▶ _What you will do_
Render every line of the material below as a JSON list of strings, one string per line, with blank lines and the pictures left out.

+---+

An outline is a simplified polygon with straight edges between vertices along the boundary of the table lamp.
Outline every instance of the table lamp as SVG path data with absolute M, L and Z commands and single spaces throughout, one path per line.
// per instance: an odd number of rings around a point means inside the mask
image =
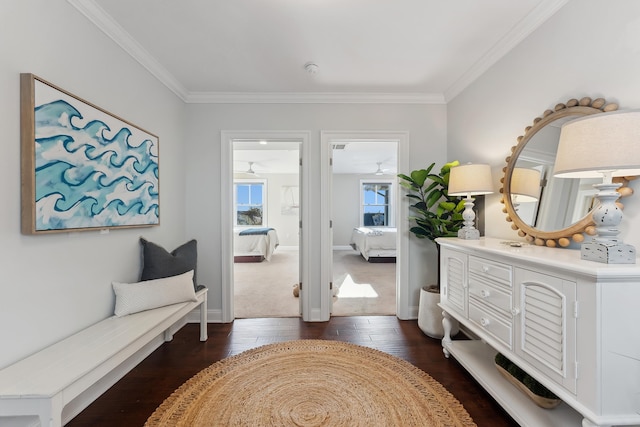
M 476 214 L 473 212 L 471 196 L 493 193 L 493 180 L 489 165 L 467 163 L 451 168 L 449 175 L 449 195 L 464 196 L 464 226 L 458 230 L 460 239 L 479 239 L 480 232 L 474 227 Z
M 580 248 L 581 258 L 609 264 L 635 264 L 636 250 L 618 238 L 622 210 L 616 204 L 620 183 L 612 177 L 640 175 L 640 111 L 616 111 L 565 123 L 554 175 L 599 178 L 599 204 L 593 210 L 597 235 Z

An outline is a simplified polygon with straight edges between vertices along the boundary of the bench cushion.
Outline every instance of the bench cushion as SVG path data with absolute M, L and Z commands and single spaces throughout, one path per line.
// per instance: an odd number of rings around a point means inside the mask
M 113 282 L 112 285 L 116 294 L 114 314 L 118 317 L 179 302 L 197 301 L 193 271 L 138 283 Z

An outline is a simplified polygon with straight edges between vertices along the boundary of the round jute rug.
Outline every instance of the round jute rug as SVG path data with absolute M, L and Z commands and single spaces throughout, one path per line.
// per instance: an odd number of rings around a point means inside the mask
M 475 426 L 462 404 L 410 363 L 339 341 L 245 351 L 184 383 L 146 426 Z

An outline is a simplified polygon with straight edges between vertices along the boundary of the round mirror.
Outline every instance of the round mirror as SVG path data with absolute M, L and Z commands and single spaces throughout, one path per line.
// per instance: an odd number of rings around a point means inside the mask
M 511 228 L 536 245 L 569 246 L 571 240 L 582 242 L 583 233 L 595 234 L 591 210 L 595 202 L 597 179 L 554 178 L 553 167 L 563 123 L 581 116 L 615 111 L 616 104 L 602 98 L 570 99 L 547 110 L 525 128 L 502 178 L 503 211 Z M 628 181 L 619 179 L 622 196 L 629 195 Z

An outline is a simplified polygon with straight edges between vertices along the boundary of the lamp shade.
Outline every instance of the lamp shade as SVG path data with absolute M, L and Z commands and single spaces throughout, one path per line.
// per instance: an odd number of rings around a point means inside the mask
M 616 111 L 565 123 L 554 175 L 596 178 L 640 175 L 640 110 Z
M 467 163 L 451 168 L 450 196 L 474 196 L 493 193 L 493 179 L 489 165 Z
M 518 202 L 535 202 L 540 198 L 540 171 L 514 168 L 510 188 L 511 194 L 518 196 Z

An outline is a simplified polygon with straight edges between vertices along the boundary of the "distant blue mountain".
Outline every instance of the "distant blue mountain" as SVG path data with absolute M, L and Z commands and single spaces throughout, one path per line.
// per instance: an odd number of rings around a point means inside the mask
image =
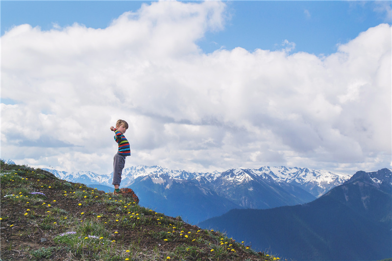
M 368 261 L 392 257 L 392 171 L 358 171 L 307 204 L 233 210 L 199 223 L 252 248 L 295 260 Z
M 113 190 L 112 174 L 44 169 L 61 179 Z M 133 190 L 142 206 L 196 224 L 234 208 L 268 209 L 309 202 L 348 178 L 283 166 L 196 173 L 140 165 L 123 170 L 121 187 Z

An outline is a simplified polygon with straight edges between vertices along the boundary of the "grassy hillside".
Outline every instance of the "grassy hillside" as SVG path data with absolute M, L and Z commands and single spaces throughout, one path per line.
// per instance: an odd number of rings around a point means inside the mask
M 40 169 L 1 162 L 0 177 L 2 261 L 279 259 Z

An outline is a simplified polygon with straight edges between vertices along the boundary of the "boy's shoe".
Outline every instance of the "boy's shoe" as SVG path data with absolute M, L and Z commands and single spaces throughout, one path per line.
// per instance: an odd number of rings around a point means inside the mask
M 121 194 L 122 194 L 122 191 L 120 190 L 120 189 L 117 189 L 114 190 L 114 191 L 113 192 L 113 194 L 114 194 L 115 195 L 118 195 L 118 194 L 121 195 Z

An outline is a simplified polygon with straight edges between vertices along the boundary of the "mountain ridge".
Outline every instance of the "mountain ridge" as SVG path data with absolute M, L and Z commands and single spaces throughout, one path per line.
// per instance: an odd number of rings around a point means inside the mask
M 112 186 L 112 174 L 68 173 L 44 169 L 69 181 Z M 320 191 L 323 193 L 333 187 L 337 180 L 342 183 L 348 179 L 327 171 L 283 166 L 190 172 L 144 165 L 124 168 L 122 178 L 121 187 L 132 189 L 147 206 L 171 215 L 180 215 L 194 223 L 233 208 L 264 209 L 304 204 L 317 198 Z M 315 181 L 317 179 L 327 186 Z M 307 188 L 313 190 L 316 196 L 306 191 Z M 188 197 L 190 191 L 192 197 Z M 188 200 L 180 206 L 177 198 Z M 201 198 L 202 204 L 200 204 Z
M 384 168 L 358 171 L 309 203 L 232 210 L 199 225 L 294 260 L 347 261 L 391 258 L 392 221 L 392 171 Z

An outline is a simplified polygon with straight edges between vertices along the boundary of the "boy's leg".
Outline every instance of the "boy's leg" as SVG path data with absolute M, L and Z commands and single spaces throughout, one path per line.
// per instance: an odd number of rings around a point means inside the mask
M 112 184 L 118 189 L 121 183 L 121 174 L 125 164 L 125 157 L 118 153 L 114 155 L 113 161 L 113 180 Z M 117 187 L 117 188 L 116 188 Z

+---+

▶ _Result for this task_
[
  "An outline is a simplified polygon with straight edges between vertices along the boundary of the table lamp.",
  "Outline every instance of the table lamp as SVG path data with absolute M, L and Z commands and single spaces throughout, one path per line.",
  "// per instance: an odd number of rings around a point means inside the mask",
  "image =",
  "M 476 214 L 473 212 L 471 196 L 493 193 L 493 180 L 489 165 L 467 163 L 451 168 L 449 175 L 449 195 L 464 196 L 464 226 L 458 230 L 460 239 L 479 239 L 480 232 L 474 227 Z",
  "M 580 248 L 581 258 L 609 264 L 635 264 L 636 250 L 618 238 L 622 210 L 616 204 L 620 183 L 612 177 L 640 175 L 640 111 L 616 111 L 565 123 L 554 175 L 599 178 L 599 204 L 593 210 L 597 235 Z",
  "An outline is a simplified polygon with straight edges between vertices along the boundary of the bench cushion.",
  "Outline every instance of the bench cushion as SVG path data with absolute M, L and Z commands and single spaces throughout, one path per line.",
  "// per instance: an odd number of rings around a point means inside the mask",
  "M 113 282 L 112 285 L 116 294 L 114 314 L 118 317 L 179 302 L 197 301 L 193 271 L 138 283 Z",
  "An outline is a simplified polygon with straight edges between vertices along the boundary of the round jute rug.",
  "Outline every instance of the round jute rug as SVG path data with absolute M, L and Z commands and single spaces throughout, one path per line.",
  "// per instance: an odd number of rings around a point means inside the mask",
  "M 475 426 L 462 404 L 410 363 L 339 341 L 245 351 L 184 383 L 146 426 Z",
  "An outline is a simplified polygon with straight edges between vertices along the boundary of the round mirror.",
  "Outline every instance of the round mirror as SVG path data with absolute M, L and Z commands and single spaces throughout, one path per line.",
  "// per instance: an odd number of rings around a point means inside the mask",
  "M 511 228 L 536 245 L 569 246 L 571 240 L 582 242 L 583 233 L 595 234 L 591 210 L 595 202 L 597 179 L 554 178 L 553 167 L 563 123 L 581 116 L 615 111 L 616 104 L 602 98 L 570 99 L 547 110 L 525 128 L 502 178 L 503 211 Z M 628 181 L 619 179 L 622 196 L 629 195 Z",
  "An outline is a simplified polygon with straight edges between vertices along the boundary of the lamp shade.",
  "Outline every instance of the lamp shade as SVG path data with absolute M, L and Z commands and single spaces throughout, one path per line.",
  "// per instance: an odd number of rings around a point means inside the mask",
  "M 616 111 L 565 123 L 554 175 L 596 178 L 640 175 L 640 110 Z",
  "M 467 163 L 451 168 L 450 196 L 474 196 L 493 193 L 493 179 L 489 165 Z",
  "M 518 202 L 535 202 L 540 198 L 540 171 L 514 168 L 510 188 L 511 194 L 518 196 Z",
  "An outline is a simplified polygon with straight edges between vertices along the boundary of the \"distant blue mountain\".",
  "Outline every instance of the \"distant blue mountain\" as SVG path data with absolute M, L and Z commands and single spaces throughout, one path per line.",
  "// per instance: an odd number of rings around a point means inside the mask",
  "image =",
  "M 368 261 L 392 257 L 392 171 L 358 171 L 307 204 L 233 210 L 199 223 L 252 248 L 295 260 Z",
  "M 113 190 L 112 174 L 44 169 L 61 179 Z M 133 190 L 142 206 L 196 224 L 234 208 L 268 209 L 309 202 L 348 178 L 283 166 L 196 173 L 140 165 L 123 170 L 121 187 Z",
  "An outline is a simplified polygon with straight edges between vertices along the boundary of the \"grassy hillside\".",
  "Outline every instance of the \"grassy hillside\" as SVG path data with absolute M, L and Z commands and single spaces throughout, one path per line.",
  "// per instance: an odd number of rings around a point means inside the mask",
  "M 40 169 L 1 162 L 0 177 L 2 261 L 279 259 Z",
  "An outline is a simplified polygon with straight edges between vertices along the boundary of the \"boy's shoe\".",
  "Outline every instance of the \"boy's shoe\" as SVG path data with absolute M, L and Z commands and single spaces throughout, one path per line.",
  "// per instance: an odd number of rings around a point means inside the mask",
  "M 121 194 L 122 194 L 122 191 L 120 190 L 120 189 L 117 189 L 114 190 L 114 191 L 113 192 L 113 194 L 114 194 L 115 195 L 118 195 L 118 194 L 121 195 Z",
  "An outline is a simplified polygon with straight edges between vertices along the boundary of the \"mountain ridge\".",
  "Outline every instance of the \"mountain ridge\" as SVG path data with absolute M, L and Z commands and single spaces throughout, one path per line.",
  "// per instance: an odd number of rings around a point means inside the mask",
  "M 112 186 L 112 174 L 68 173 L 44 169 L 69 181 Z M 320 191 L 323 193 L 333 187 L 337 180 L 342 183 L 348 179 L 327 171 L 283 166 L 190 172 L 144 165 L 124 168 L 122 178 L 121 187 L 132 189 L 147 206 L 171 215 L 180 215 L 194 223 L 233 208 L 264 209 L 304 204 L 317 198 Z M 315 181 L 317 179 L 327 186 Z M 307 188 L 313 190 L 316 196 L 306 191 Z M 188 197 L 190 191 L 192 197 Z M 188 200 L 180 206 L 177 198 Z M 201 198 L 202 204 L 200 204 Z",
  "M 384 168 L 358 171 L 309 203 L 232 210 L 199 225 L 294 260 L 347 261 L 391 258 L 392 221 L 392 171 Z",
  "An outline is a simplified polygon with straight edges between vertices along the boundary of the \"boy's leg\".",
  "Outline every instance of the \"boy's leg\" as SVG path data with absolute M, L and Z commands and single spaces throughout, one path per line.",
  "// per instance: an odd number of rings around a point means inside the mask",
  "M 112 184 L 118 189 L 121 183 L 121 174 L 125 164 L 125 157 L 118 153 L 114 155 L 113 161 L 113 180 Z M 117 187 L 117 188 L 116 188 Z"
]